[Object location annotation data]
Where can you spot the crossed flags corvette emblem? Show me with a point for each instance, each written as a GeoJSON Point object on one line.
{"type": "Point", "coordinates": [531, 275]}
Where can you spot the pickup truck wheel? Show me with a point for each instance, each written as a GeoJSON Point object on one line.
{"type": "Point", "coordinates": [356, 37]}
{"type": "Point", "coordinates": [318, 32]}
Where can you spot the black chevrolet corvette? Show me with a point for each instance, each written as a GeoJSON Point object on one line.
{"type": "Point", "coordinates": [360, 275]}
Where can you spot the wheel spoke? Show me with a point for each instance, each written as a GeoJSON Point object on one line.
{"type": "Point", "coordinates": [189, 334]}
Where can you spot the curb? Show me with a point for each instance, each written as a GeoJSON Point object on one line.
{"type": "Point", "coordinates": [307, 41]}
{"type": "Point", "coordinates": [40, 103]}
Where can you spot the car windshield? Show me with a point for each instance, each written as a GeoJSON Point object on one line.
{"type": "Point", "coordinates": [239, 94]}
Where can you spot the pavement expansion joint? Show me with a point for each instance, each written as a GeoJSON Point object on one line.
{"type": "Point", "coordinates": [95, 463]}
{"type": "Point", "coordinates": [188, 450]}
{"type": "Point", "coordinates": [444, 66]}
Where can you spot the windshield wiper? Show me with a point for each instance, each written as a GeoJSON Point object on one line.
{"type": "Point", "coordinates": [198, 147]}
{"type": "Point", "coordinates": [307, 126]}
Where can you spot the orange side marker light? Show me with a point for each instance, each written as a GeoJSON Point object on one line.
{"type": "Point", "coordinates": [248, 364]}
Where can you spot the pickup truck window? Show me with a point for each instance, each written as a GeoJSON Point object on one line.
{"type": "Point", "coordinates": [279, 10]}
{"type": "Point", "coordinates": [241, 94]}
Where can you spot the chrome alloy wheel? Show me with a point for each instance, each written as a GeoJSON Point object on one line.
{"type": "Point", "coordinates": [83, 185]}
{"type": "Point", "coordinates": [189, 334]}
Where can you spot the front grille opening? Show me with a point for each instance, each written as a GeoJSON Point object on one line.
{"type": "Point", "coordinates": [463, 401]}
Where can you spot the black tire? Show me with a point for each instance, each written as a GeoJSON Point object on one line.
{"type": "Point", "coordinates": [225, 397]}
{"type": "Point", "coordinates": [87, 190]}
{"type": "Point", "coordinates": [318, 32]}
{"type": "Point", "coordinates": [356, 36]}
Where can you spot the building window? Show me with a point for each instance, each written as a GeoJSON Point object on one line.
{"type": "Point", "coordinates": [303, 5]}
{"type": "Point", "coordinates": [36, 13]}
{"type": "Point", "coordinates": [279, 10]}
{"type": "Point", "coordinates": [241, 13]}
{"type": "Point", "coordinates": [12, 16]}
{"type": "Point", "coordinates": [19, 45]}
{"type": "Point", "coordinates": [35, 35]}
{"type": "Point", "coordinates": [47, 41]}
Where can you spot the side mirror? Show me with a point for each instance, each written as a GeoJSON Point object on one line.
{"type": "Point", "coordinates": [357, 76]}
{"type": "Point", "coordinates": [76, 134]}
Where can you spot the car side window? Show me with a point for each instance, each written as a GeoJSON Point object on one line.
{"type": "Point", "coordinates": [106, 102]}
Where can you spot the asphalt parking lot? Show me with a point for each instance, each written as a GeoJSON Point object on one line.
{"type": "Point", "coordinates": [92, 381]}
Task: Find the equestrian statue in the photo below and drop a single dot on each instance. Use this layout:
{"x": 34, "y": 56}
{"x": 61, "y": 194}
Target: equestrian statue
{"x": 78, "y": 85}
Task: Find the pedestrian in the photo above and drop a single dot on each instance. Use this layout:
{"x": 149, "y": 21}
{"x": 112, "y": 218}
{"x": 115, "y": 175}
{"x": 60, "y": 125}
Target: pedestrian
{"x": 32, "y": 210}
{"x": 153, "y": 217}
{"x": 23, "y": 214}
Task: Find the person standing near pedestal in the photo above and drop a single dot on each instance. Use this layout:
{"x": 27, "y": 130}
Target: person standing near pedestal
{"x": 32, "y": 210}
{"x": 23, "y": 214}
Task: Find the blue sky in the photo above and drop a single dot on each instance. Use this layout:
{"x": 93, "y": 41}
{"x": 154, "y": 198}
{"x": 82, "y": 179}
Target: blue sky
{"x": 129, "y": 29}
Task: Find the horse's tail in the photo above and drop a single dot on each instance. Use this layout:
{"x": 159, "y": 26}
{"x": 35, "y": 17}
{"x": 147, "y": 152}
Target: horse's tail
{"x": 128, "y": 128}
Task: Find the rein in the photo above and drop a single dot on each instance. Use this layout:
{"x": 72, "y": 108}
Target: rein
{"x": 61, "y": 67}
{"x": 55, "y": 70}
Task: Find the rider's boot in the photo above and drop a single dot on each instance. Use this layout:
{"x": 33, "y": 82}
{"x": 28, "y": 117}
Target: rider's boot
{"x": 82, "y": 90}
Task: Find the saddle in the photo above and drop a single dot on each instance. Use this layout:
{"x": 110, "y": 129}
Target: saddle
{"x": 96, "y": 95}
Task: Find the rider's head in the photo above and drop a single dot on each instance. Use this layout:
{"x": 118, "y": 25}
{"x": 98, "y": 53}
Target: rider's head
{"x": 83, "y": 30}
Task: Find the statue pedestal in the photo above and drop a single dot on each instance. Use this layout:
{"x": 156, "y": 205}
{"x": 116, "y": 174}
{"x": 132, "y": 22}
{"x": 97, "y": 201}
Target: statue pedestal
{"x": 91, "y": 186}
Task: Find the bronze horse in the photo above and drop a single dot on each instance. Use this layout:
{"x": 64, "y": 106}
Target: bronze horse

◆ Exercise directions
Reproduce every line of the material above exactly.

◆ Result
Where can you spot the crossed flags corvette emblem? Show me with a point for each instance, each written as a GeoJSON Point object on one line.
{"type": "Point", "coordinates": [531, 275]}
Where can you spot the pickup truck wheel? Show me with a point for each instance, each written as a GeoJSON Point object on one line.
{"type": "Point", "coordinates": [356, 37]}
{"type": "Point", "coordinates": [318, 32]}
Where can you spot the black chevrolet corvette? Show me with a point for each instance, each written as a GeoJSON Point object on one line.
{"type": "Point", "coordinates": [360, 275]}
Where can you spot the wheel spoke? Show me with a point for each instance, each written as a GeoJSON Point object on one line.
{"type": "Point", "coordinates": [189, 334]}
Where can you spot the curb? Show me with a point for each instance, each written as a GeoJSON Point object on one line.
{"type": "Point", "coordinates": [307, 41]}
{"type": "Point", "coordinates": [40, 103]}
Where can you spot the car windshield? Show me with a point for each instance, each written as a GeoJSON Point object on one line.
{"type": "Point", "coordinates": [239, 94]}
Where can you spot the pavement expansion joint? Show me with a point for each instance, each written as a GeoJSON Point object on one line.
{"type": "Point", "coordinates": [95, 463]}
{"type": "Point", "coordinates": [188, 450]}
{"type": "Point", "coordinates": [444, 66]}
Where can you spot the windshield wiper? Show me with a point for each instance, each written as a GeoJSON Point object on one line.
{"type": "Point", "coordinates": [198, 147]}
{"type": "Point", "coordinates": [307, 126]}
Where can you spot the orange side marker light? Show me with a point for each instance, each written as a GeoJSON Point object on one line.
{"type": "Point", "coordinates": [248, 364]}
Where can you spot the pickup truck window? Show me with a point for each instance, each written as a GeoJSON Point object on one line.
{"type": "Point", "coordinates": [279, 10]}
{"type": "Point", "coordinates": [241, 94]}
Where can you spot the chrome alloy wheel? Show me with a point for each instance, each written as a GeoJSON Point object on one line.
{"type": "Point", "coordinates": [83, 185]}
{"type": "Point", "coordinates": [189, 334]}
Where can you spot the front grille opening? Show me with a point for each instance, each written as a GeoJSON Point object on one line.
{"type": "Point", "coordinates": [463, 401]}
Where can you spot the black tire? Show me with a point for each instance, each written as a GeoJSON Point object on one line.
{"type": "Point", "coordinates": [225, 397]}
{"type": "Point", "coordinates": [87, 190]}
{"type": "Point", "coordinates": [318, 32]}
{"type": "Point", "coordinates": [356, 36]}
Where can you spot the building window? Show me with a point for each instance, each written as a GeoJSON Point object on one line.
{"type": "Point", "coordinates": [303, 5]}
{"type": "Point", "coordinates": [36, 13]}
{"type": "Point", "coordinates": [279, 10]}
{"type": "Point", "coordinates": [241, 13]}
{"type": "Point", "coordinates": [12, 16]}
{"type": "Point", "coordinates": [19, 45]}
{"type": "Point", "coordinates": [35, 35]}
{"type": "Point", "coordinates": [47, 41]}
Where can you spot the side mirror? Show me with a point for each instance, each written as a GeoJSON Point object on one line.
{"type": "Point", "coordinates": [357, 76]}
{"type": "Point", "coordinates": [76, 134]}
Where can you spot the car side window? Show me with a point for each instance, each written as a GeoJSON Point object on one line.
{"type": "Point", "coordinates": [106, 102]}
Where can you spot the asphalt parking lot? Show me with a point for each instance, each written as a GeoJSON Point object on one line.
{"type": "Point", "coordinates": [92, 381]}
Task: Find the equestrian statue in the photo below and drop a single dot on each instance. Use this layout:
{"x": 34, "y": 56}
{"x": 61, "y": 194}
Target: equestrian statue
{"x": 78, "y": 85}
Task: Find the pedestrian in the photo above and drop a single dot on each instance. Use this layout:
{"x": 149, "y": 21}
{"x": 112, "y": 218}
{"x": 115, "y": 175}
{"x": 60, "y": 125}
Target: pedestrian
{"x": 32, "y": 210}
{"x": 153, "y": 217}
{"x": 23, "y": 214}
Task: Find the person standing near pedestal in the photo above and drop a single dot on each instance. Use this layout:
{"x": 27, "y": 130}
Target: person standing near pedestal
{"x": 32, "y": 210}
{"x": 23, "y": 214}
Task: Find the blue sky in the photo above and drop a single dot on each instance. Use this layout:
{"x": 93, "y": 41}
{"x": 154, "y": 198}
{"x": 82, "y": 179}
Target: blue sky
{"x": 129, "y": 29}
Task: Find the horse's tail in the photo above and drop a single dot on each instance. Use this layout:
{"x": 159, "y": 26}
{"x": 35, "y": 17}
{"x": 147, "y": 152}
Target: horse's tail
{"x": 128, "y": 128}
Task: Find the rein in the photo above and drop a single dot on each instance. Use this layout:
{"x": 72, "y": 108}
Target: rein
{"x": 61, "y": 67}
{"x": 55, "y": 70}
Task: Find the rider's boot in the photo above and drop a single dot on each instance. Use this layout:
{"x": 33, "y": 82}
{"x": 28, "y": 117}
Target: rider's boot
{"x": 82, "y": 90}
Task: Find the saddle in the photo above and drop a single dot on each instance. Use this layout:
{"x": 110, "y": 129}
Target: saddle
{"x": 96, "y": 95}
Task: Find the rider's head in the photo above and drop a single dot on each instance. Use this layout:
{"x": 118, "y": 25}
{"x": 98, "y": 53}
Target: rider's head
{"x": 83, "y": 30}
Task: Find the statue pedestal in the photo above and drop a single dot on each instance. Use this layout:
{"x": 156, "y": 205}
{"x": 116, "y": 174}
{"x": 132, "y": 22}
{"x": 97, "y": 201}
Target: statue pedestal
{"x": 91, "y": 186}
Task: Find the bronze horse in the photo above and drop a single dot on each instance. Use this layout:
{"x": 64, "y": 106}
Target: bronze horse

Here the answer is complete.